WHAT IS NEEDED ▸ Which lines below fall between the one containing "Indicate the wooden utility" and the one containing "Indicate the stone staircase"? Repeat them exactly, counting both of those lines, and add nothing else.

(Source records)
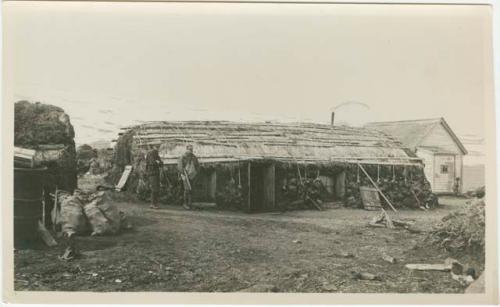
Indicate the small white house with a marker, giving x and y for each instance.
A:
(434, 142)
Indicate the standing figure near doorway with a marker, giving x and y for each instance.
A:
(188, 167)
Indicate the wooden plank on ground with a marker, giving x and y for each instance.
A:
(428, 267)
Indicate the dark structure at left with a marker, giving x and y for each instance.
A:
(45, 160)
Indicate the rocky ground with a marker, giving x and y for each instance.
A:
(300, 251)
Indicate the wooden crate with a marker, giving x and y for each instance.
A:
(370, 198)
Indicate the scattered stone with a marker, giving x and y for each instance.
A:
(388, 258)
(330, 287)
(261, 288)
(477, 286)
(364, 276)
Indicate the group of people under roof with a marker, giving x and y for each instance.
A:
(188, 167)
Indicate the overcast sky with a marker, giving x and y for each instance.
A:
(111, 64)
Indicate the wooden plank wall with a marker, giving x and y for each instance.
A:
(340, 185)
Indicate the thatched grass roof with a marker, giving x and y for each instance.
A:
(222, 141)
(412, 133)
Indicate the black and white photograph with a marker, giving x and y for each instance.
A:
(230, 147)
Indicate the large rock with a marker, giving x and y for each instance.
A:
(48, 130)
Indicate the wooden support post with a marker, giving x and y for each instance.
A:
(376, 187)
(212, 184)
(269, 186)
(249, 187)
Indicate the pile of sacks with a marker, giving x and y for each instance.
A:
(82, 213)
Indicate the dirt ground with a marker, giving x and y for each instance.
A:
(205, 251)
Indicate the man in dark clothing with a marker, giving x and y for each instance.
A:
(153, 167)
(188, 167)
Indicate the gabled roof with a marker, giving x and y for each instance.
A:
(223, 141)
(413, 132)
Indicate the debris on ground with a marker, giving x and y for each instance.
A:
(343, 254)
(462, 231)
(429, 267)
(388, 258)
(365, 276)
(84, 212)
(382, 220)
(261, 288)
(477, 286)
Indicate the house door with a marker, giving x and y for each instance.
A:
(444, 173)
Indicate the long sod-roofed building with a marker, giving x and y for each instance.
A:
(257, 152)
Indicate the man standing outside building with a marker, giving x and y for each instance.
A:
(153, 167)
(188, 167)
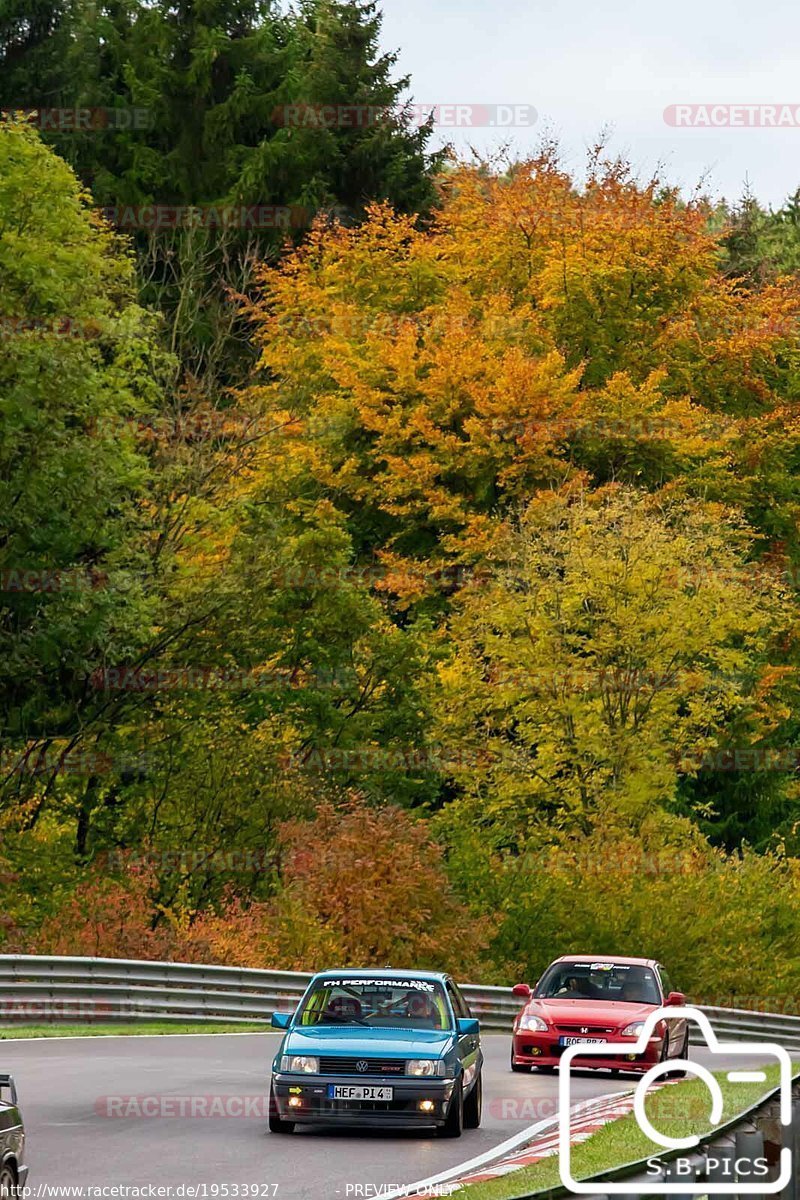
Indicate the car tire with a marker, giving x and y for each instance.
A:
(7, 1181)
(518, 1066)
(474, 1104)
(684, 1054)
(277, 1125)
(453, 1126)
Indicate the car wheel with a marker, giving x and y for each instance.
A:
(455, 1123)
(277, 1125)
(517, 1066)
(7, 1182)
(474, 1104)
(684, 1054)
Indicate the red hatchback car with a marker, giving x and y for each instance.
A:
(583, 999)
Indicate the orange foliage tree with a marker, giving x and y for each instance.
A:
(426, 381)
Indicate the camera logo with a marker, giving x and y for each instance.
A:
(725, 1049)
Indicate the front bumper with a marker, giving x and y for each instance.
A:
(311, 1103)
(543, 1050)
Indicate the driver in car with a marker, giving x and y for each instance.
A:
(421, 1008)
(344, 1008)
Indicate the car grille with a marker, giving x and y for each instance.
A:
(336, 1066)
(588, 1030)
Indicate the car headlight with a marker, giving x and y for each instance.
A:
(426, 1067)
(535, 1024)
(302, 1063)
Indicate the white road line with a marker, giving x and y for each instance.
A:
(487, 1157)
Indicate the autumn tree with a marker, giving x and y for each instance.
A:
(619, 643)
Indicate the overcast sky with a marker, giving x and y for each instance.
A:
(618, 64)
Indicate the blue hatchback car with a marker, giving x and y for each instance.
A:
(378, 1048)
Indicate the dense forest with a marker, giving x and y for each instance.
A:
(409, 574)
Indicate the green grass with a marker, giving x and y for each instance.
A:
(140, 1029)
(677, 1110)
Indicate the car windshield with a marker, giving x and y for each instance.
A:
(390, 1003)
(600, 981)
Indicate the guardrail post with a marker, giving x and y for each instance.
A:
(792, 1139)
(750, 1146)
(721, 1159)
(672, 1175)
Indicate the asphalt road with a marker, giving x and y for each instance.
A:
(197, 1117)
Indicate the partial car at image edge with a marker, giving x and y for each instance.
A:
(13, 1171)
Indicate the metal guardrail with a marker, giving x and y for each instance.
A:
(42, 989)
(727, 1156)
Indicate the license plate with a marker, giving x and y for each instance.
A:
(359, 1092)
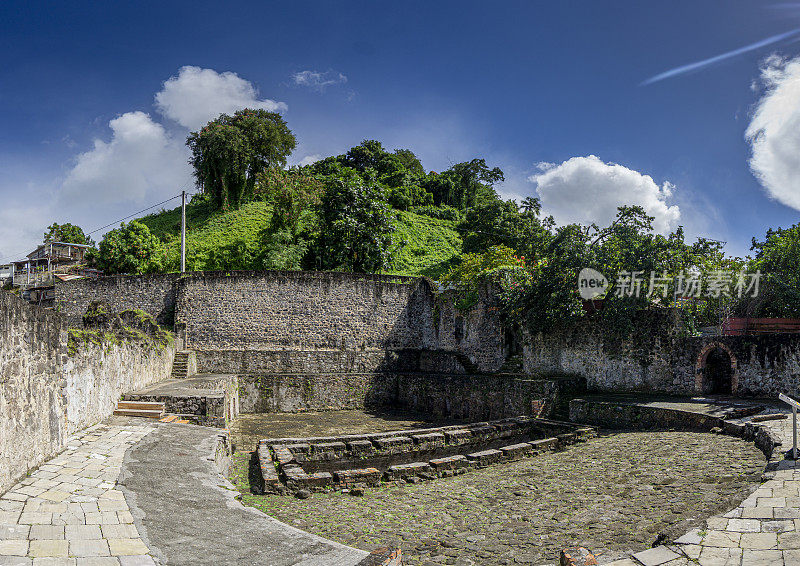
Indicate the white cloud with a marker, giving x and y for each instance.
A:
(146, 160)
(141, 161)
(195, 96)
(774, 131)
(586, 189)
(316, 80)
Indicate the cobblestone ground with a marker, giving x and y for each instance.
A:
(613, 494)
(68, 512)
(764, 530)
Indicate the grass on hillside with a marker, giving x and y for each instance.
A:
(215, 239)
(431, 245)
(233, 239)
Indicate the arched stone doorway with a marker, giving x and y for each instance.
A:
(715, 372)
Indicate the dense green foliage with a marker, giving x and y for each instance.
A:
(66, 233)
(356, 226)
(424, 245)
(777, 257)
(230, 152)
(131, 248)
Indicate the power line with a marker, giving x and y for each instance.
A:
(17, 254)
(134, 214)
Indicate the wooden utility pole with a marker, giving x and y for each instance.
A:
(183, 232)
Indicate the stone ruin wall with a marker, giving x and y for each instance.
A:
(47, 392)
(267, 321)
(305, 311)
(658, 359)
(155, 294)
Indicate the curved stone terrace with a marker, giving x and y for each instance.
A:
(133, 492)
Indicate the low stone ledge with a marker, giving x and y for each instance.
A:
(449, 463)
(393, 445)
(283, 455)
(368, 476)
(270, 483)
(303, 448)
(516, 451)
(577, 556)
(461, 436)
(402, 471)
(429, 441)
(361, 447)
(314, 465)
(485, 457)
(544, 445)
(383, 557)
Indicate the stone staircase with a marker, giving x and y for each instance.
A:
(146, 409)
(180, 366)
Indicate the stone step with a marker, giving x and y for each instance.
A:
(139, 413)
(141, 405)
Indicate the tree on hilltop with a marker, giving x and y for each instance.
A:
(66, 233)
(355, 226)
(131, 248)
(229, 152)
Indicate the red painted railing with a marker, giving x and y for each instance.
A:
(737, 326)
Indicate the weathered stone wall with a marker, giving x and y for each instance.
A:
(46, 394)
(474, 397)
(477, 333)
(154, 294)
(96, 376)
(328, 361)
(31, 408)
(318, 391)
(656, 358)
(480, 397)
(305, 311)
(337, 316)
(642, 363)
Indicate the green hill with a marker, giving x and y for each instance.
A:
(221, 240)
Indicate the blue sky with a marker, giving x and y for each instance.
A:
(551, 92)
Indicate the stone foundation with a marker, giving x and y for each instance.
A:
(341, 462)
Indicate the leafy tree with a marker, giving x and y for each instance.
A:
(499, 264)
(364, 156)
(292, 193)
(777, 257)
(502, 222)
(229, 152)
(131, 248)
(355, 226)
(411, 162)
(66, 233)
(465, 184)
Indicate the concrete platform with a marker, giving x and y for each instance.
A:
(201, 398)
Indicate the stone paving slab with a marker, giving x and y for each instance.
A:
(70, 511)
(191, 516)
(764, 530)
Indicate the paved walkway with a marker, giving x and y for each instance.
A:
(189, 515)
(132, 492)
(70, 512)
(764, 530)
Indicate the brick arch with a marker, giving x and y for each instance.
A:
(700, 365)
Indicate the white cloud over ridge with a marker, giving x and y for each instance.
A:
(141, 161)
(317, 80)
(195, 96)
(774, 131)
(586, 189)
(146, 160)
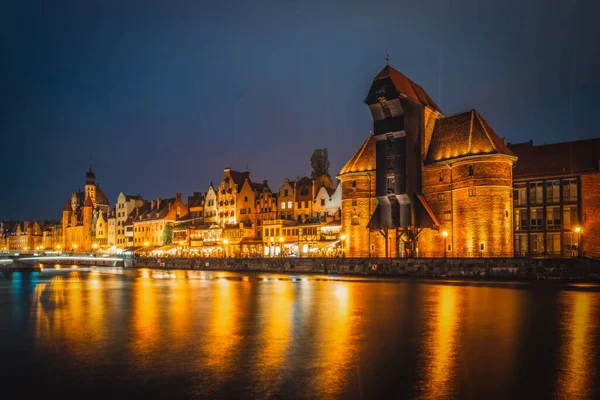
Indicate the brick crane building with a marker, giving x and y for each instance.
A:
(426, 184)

---

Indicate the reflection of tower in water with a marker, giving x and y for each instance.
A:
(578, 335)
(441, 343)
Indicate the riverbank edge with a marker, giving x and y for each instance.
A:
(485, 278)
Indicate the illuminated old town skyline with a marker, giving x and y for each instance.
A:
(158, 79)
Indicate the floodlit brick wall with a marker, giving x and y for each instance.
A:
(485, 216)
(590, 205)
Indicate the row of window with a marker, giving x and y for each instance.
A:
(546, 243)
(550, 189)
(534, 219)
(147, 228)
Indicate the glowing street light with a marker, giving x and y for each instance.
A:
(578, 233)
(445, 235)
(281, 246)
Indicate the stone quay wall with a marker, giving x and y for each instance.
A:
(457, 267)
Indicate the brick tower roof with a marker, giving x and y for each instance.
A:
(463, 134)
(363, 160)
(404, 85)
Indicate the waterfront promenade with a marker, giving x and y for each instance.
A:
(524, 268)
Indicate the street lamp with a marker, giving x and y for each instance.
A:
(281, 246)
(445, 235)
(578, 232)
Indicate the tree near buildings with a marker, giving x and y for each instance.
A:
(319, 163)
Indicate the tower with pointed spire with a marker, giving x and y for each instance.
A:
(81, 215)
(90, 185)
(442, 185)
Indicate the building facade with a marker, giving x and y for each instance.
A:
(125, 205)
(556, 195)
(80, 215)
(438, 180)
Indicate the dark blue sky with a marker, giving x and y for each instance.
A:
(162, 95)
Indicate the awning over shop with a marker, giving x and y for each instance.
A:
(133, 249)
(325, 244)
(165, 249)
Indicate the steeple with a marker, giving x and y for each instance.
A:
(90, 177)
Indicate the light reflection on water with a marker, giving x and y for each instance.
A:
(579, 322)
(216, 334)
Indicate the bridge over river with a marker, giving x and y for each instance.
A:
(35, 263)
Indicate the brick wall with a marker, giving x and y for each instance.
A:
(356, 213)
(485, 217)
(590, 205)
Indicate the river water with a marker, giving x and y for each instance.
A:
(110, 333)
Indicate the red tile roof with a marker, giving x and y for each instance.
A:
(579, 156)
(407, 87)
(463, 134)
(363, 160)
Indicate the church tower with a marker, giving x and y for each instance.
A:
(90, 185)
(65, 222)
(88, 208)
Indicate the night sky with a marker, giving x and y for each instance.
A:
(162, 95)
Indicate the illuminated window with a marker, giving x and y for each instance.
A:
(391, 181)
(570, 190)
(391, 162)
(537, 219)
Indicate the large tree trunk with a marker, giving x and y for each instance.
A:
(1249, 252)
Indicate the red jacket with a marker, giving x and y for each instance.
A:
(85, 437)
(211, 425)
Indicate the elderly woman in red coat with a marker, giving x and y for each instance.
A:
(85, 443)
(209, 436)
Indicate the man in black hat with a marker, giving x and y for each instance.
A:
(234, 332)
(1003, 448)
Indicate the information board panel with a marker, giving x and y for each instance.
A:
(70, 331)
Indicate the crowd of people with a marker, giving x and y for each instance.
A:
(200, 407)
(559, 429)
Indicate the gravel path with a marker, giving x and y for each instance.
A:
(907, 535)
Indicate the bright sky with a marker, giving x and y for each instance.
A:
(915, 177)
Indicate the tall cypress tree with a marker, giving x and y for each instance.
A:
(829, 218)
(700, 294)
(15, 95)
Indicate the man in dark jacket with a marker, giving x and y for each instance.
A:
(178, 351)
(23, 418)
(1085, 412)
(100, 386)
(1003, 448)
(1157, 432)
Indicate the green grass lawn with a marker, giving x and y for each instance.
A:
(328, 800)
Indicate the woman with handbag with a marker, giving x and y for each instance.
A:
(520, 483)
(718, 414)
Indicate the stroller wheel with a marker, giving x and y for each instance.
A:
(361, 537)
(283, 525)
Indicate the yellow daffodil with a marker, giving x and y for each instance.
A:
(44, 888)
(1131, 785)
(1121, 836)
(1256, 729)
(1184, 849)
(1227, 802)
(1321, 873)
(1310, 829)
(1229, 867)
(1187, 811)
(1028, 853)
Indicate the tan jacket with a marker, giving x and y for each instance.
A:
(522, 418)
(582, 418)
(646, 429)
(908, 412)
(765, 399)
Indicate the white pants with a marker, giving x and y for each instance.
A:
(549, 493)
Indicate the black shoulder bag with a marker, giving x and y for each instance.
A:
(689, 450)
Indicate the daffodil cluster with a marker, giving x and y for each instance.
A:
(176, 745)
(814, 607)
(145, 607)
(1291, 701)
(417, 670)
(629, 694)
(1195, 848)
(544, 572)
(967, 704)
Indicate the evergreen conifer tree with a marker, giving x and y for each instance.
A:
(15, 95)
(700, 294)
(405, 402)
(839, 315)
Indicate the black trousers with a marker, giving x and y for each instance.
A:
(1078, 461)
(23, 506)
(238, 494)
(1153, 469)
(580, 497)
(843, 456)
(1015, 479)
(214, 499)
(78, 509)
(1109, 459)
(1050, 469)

==

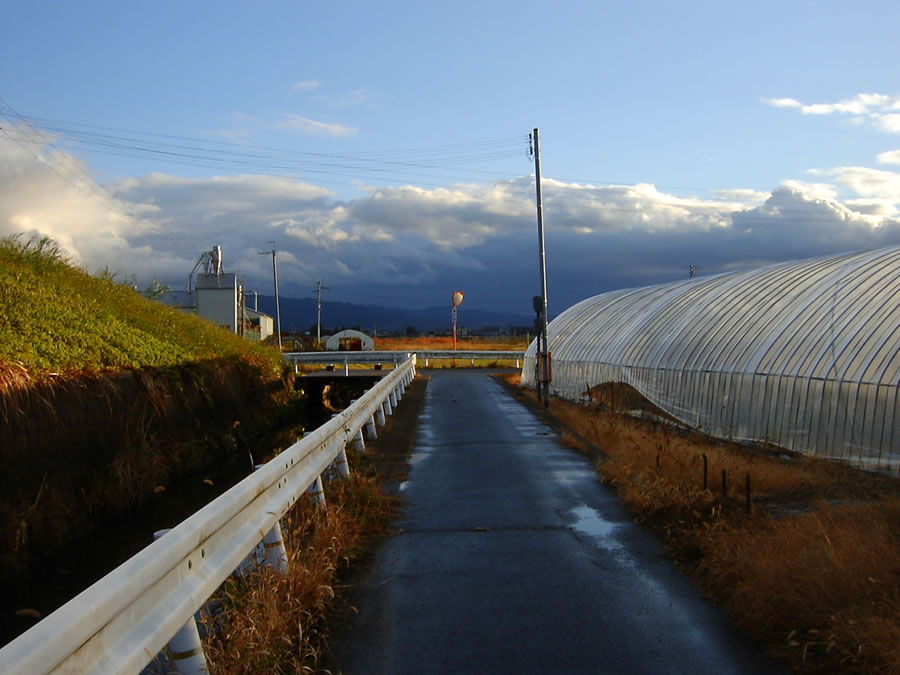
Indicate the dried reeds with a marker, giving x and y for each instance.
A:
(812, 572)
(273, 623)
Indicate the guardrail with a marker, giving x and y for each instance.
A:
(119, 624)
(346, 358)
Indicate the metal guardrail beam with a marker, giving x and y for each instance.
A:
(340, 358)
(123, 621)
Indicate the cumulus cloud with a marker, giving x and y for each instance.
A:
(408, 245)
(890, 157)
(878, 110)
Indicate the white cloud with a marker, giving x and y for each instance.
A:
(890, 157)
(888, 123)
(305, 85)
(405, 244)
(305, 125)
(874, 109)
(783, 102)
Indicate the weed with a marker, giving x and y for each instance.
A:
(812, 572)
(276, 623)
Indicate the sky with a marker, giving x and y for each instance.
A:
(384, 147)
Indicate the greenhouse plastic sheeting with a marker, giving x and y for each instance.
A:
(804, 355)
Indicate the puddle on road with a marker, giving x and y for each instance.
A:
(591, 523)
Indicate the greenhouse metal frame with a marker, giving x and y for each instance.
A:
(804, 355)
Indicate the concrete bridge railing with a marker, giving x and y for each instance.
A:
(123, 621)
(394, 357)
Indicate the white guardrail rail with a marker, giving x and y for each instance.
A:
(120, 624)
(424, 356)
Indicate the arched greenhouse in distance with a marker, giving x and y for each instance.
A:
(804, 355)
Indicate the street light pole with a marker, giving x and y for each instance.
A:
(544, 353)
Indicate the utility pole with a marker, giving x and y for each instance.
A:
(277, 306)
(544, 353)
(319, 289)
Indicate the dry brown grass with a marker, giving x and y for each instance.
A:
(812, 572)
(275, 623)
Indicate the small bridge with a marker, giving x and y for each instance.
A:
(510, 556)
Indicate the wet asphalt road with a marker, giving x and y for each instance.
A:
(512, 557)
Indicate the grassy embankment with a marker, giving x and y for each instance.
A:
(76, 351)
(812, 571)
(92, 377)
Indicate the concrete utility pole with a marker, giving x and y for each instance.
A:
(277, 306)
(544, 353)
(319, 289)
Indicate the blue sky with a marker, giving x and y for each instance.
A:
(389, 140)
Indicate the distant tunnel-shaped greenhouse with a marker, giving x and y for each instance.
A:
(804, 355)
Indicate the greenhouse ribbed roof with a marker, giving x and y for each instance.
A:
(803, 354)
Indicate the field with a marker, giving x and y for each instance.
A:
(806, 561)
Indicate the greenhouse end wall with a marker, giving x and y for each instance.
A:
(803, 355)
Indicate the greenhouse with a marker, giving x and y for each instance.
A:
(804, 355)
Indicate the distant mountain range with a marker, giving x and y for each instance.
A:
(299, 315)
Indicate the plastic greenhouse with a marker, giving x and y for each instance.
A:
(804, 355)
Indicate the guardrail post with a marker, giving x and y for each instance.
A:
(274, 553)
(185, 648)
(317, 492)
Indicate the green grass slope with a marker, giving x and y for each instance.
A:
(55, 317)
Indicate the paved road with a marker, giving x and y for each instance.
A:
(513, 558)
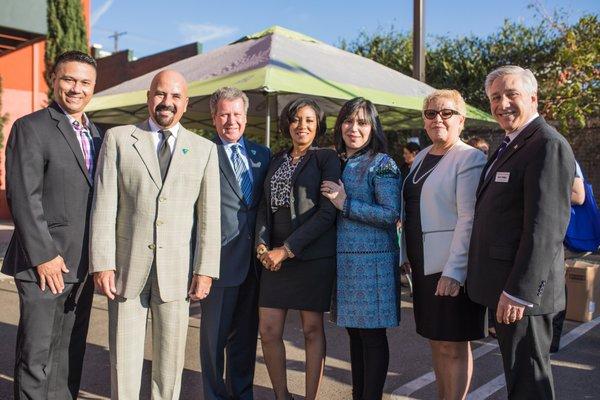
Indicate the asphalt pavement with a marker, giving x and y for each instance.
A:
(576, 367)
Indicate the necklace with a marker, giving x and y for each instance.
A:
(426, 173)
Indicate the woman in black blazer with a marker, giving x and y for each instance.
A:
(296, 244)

SOLUTION TO THIS TASK ▸
Indicate the wooden utility pole with a marker, giving x and y for each instance.
A:
(183, 232)
Indicate the stone ruin wall with a marker, giving x and y for each instance.
A:
(47, 392)
(267, 321)
(305, 311)
(658, 359)
(155, 294)
Indicate the curved stone terrace with a marker, giving x and y for each instance.
A:
(133, 492)
Indicate the low stone ledge with a marker, giving x and y for each instance.
A:
(449, 463)
(393, 445)
(283, 455)
(368, 476)
(270, 483)
(303, 448)
(516, 451)
(577, 556)
(461, 436)
(402, 471)
(429, 441)
(361, 447)
(314, 465)
(485, 457)
(544, 445)
(383, 557)
Indicate the stone staircase with a marker, giving x and y for each instance.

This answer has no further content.